* **Task brief**
Reproduce every item below word for word, with each line in its original order and unchanged.

* **Entries provided**
+---+
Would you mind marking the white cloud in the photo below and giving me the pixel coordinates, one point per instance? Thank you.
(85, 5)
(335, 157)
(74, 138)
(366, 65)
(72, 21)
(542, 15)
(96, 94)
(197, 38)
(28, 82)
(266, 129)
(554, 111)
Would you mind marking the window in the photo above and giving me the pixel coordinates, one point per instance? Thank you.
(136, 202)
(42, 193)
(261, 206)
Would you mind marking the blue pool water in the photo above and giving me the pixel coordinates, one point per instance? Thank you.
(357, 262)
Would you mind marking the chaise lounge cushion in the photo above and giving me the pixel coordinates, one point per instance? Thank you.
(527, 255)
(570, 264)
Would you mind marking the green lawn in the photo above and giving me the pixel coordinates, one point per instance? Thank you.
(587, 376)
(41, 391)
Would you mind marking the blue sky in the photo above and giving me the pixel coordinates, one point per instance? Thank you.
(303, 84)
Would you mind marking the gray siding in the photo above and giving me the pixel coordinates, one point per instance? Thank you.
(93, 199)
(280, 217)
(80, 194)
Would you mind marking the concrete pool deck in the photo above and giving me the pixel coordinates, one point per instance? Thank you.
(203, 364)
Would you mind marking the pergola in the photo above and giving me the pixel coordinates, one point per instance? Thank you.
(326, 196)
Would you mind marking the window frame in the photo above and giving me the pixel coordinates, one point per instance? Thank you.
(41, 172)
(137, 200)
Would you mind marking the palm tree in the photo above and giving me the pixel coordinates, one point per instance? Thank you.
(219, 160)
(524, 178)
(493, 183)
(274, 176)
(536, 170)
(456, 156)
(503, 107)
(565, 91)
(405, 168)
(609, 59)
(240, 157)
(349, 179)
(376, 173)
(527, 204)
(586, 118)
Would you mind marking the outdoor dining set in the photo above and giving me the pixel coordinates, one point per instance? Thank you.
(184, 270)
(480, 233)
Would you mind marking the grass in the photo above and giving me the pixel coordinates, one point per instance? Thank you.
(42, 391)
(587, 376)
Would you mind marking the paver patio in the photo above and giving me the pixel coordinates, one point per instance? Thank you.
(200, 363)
+---+
* **Answer for this exercise**
Would you mind marking the white cloud in the photo below and giving me the pixel coordinates, one point per instance? Thank you.
(85, 5)
(335, 157)
(74, 138)
(366, 65)
(72, 21)
(542, 15)
(96, 94)
(197, 38)
(28, 82)
(266, 129)
(554, 111)
Would you mind marking the window in the photo above and giving me the pixel coordinates, one point per instance? Thank you.
(136, 202)
(42, 193)
(261, 206)
Would you mind marking the blue pool water in the photo above and giving me the pixel coordinates, one point per instance? Thank you.
(357, 262)
Would you mind marking the chaise lounge cushion in the photo above and giving me the pixel coordinates, one point per instance? Thank you.
(527, 255)
(570, 264)
Would you mind marking the green lawn in the photo above and giving me the pixel coordinates, one point per instance? Thank you.
(587, 376)
(41, 391)
Would you mind marking the blue sky in the photo above and giving me the pixel coordinates, one point per instance? Thank you.
(303, 84)
Would you mind marking the gray siding in the photo above and giving me the pixel coordinates, one point per instance? Thank you.
(93, 199)
(280, 217)
(80, 194)
Would you mind marking the concrete pool deck in the photo above and giving me the pixel coordinates, one point per instance? Thank you.
(203, 364)
Would you mind marking the pergola in the photo above and giving me the pixel coordinates, one point per instance? Thank you.
(326, 196)
Would you mind marking the window frame in the photo above and giving me the pixel coordinates, one point per instance? Thank you.
(41, 172)
(137, 200)
Would you mind marking the palm tree in the photo above and giving me the pixel coordinates, one point per instance? Thank you.
(219, 160)
(524, 178)
(493, 183)
(274, 176)
(536, 170)
(456, 156)
(503, 107)
(565, 91)
(405, 168)
(609, 59)
(240, 157)
(349, 179)
(376, 173)
(527, 204)
(586, 118)
Would you mind marking the outdoor dining set in the photo above and giving me the pixel coordinates, one point per instance? Thank you.
(184, 270)
(480, 233)
Would you mind marking the grass in the photo above and giving me the pixel coordinates, one point per instance? Thank you.
(42, 391)
(587, 376)
Would you mind marking the paver patio in the photo above and giving me the pixel coordinates, one point per instance? Thank you.
(200, 363)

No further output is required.